## Ação solicitada 1:
De acordo com o texto sobre ritmos circadianos e câncer de mama, que porcentagem das mulheres no mundo trabalha no turno da noite?
## Ação solicitada 2:
Continue o texto sobre ritmos circadianos e câncer de mama a partir da última frase apresentada.

--- Trecho de origem ---

Algumas pesquisas sugerem que, quando a melatonina é suprimida, os níveis de estrogênio aumentam – e altos níveis de estrogênio são uma causa conhecida de câncer de mama.

Mulheres que trabalham à noite sob luzes brilhantes habitualmente bloqueiam a produção de melatonina e, talvez, aumentem seu risco de câncer de mama. O inverso pode também ser verdadeiro: a melatonina é capaz de suprimir tumores mamários em roedores, por exemplo.

E, se você trabalha à noite e está com medo de ter câncer, pode ficar um pouco mais tranquila. Em todo o mundo, estima-se que 15 a 20% das mulheres trabalham no turno da noite. Zhu aponta que muitas dessas mulheres provavelmente não são suscetíveis aos fatores de risco que ele tem estudado, assim como muitos fumantes não desenvolvem câncer de pulmão.

No entanto, ninguém sabe ainda quanta perturbação dos ritmos circadianos é necessária para causar um dano grave à saúde; Zhu acredita que isso varia de pessoa para pessoa. Ele também espera que no futuro existam testes genéticos que identifiquem as pessoas que são biologicamente mais vulneráveis a perturbações em seus ritmos circadianos.

Além disso, os pesquisadores ainda não conhecem todas as maneiras como os genes circadianos interagem e se combinam com outros fatores de risco. Por exemplo, mulheres na pré-menopausa que realizam determinadas mutações genéticas em um gene circadiano são mais propensas a desenvolver câncer de mama.

Mais problemas do que podemos imaginar. Não só mulheres, mas homens também estão sujeitos a potenciais problemas de saúde que vêm com um ritmo circadiano perturbado.

--- Dados fornecidos ---

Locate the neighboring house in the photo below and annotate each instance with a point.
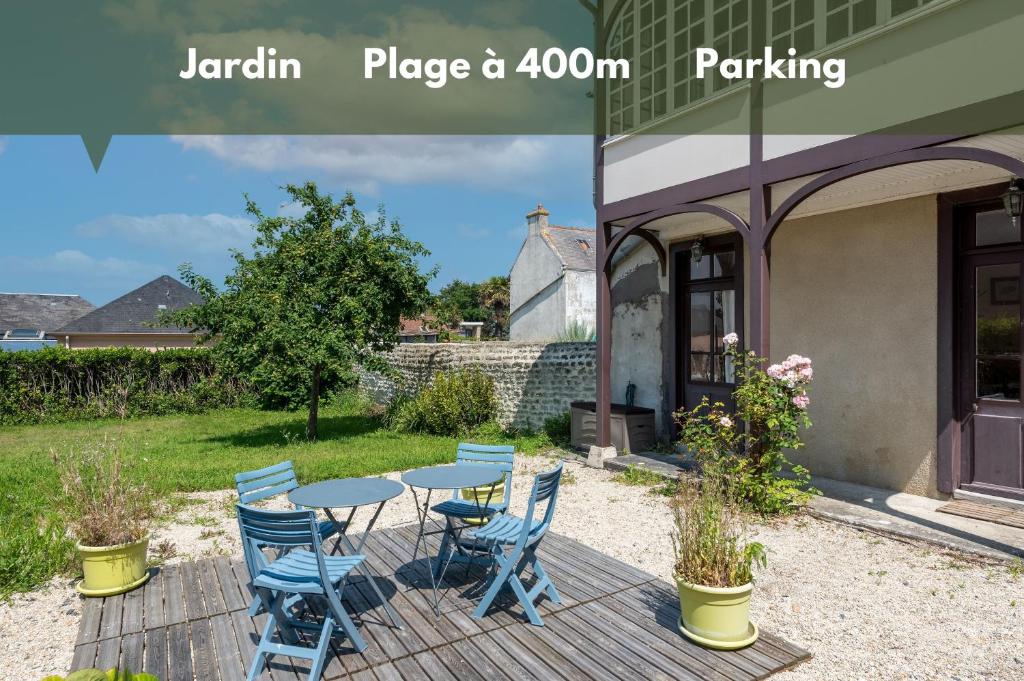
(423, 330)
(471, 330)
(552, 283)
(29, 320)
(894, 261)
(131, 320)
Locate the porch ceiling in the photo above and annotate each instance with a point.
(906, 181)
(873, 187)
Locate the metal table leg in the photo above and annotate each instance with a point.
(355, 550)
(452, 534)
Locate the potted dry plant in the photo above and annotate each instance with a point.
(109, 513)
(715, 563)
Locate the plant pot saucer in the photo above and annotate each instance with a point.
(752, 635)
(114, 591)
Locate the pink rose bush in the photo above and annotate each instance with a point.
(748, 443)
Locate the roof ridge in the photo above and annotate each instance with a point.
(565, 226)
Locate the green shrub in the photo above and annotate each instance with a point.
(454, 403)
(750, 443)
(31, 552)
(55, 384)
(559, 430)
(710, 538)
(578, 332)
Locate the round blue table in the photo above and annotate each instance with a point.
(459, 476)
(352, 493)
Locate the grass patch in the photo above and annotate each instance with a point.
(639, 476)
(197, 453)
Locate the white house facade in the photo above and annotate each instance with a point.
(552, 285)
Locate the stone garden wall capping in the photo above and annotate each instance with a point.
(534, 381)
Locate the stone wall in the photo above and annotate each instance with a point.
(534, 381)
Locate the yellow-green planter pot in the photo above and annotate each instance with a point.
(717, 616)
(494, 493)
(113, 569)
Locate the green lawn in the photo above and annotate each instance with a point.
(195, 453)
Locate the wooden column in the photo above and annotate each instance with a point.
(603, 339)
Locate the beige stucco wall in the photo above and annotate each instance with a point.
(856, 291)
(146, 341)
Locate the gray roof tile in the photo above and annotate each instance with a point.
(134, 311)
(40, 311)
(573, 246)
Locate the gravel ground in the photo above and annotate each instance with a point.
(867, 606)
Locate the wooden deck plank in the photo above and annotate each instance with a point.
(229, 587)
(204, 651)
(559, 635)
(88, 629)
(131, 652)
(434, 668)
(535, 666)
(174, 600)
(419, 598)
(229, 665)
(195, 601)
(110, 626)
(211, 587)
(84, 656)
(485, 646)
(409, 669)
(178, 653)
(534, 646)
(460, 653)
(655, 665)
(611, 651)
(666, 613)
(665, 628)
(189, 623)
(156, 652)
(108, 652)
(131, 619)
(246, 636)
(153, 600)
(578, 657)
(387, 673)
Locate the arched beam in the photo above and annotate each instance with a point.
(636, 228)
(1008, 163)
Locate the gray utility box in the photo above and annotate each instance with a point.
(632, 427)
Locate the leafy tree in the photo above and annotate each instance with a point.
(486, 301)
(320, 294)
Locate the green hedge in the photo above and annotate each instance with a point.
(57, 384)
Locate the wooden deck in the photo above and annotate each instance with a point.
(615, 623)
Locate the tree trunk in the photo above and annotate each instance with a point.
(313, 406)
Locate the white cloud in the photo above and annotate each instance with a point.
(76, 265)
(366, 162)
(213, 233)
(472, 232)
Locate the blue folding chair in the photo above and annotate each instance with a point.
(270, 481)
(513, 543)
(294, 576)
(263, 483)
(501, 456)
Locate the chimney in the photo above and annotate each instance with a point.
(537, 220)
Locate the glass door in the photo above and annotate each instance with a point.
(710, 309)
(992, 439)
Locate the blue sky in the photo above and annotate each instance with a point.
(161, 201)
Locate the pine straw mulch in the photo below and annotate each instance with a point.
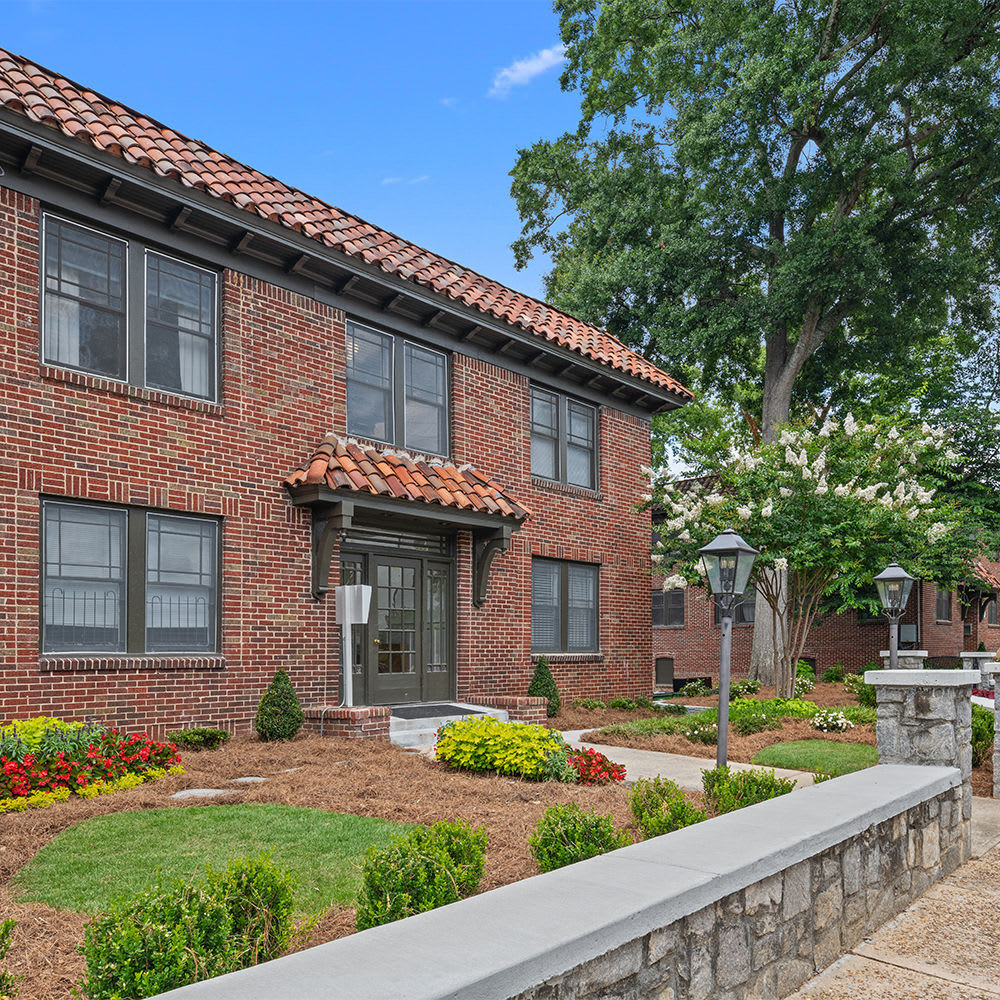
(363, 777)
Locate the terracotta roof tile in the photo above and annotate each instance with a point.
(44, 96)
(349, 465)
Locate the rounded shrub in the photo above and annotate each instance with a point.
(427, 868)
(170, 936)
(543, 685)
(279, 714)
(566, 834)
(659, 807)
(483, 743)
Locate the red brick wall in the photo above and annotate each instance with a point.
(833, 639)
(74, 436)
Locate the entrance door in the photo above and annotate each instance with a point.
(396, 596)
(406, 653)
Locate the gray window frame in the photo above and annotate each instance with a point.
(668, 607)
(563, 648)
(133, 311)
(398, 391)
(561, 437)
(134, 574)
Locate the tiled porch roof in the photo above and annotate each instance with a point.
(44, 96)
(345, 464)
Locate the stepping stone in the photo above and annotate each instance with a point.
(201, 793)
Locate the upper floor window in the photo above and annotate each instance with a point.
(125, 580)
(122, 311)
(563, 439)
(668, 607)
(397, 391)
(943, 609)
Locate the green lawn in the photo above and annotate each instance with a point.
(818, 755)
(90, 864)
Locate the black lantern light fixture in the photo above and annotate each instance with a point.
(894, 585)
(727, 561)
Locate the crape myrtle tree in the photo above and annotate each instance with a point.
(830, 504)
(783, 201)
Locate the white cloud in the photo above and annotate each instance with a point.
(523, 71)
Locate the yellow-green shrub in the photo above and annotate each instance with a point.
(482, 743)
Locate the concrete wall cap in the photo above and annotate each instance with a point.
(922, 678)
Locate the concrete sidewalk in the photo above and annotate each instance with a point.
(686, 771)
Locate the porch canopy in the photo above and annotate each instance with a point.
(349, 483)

---

## Resposta esperada 1:
Estima-se que 15 a 20% das mulheres no mundo trabalhem no turno da noite.

## Resposta esperada 2:
E esses problemas vão muito além do câncer de mama. O trabalho de Zhu, por exemplo, tem sugerido que os ritmos circadianos desempenham um papel no câncer de próstata. Evidências mais fracas também o ligam ao câncer de ovário e de cólon. Zhu acha que esta lista de tipos de câncer ainda vai crescer, especialmente por conta dos relacionados a hormônios.

Outras pesquisas relacionam ritmos circadianos perturbados com obesidade, diabetes e doenças inflamatórias crônicas. Essa lista também provavelmente se alongará, conforme os cientistas continuam a desvendar os mecanismos dos genes circadianos.

“O reparo do DNA é acionado durante o sono e funciona para corrigir todo o dano genético que ocorre durante o dia”, ressalta Zhu. Células não reparadas têm maior risco de sofrer mutações como alterações cancerosas. Da mesma forma, genes circadianos estão diretamente envolvidos na regulação da divisão celular, e muita da qual ocorre durante a noite, provavelmente porque a luz ultravioleta pode causar mutações e as células são mais suscetíveis a mutações enquanto estão se dividindo.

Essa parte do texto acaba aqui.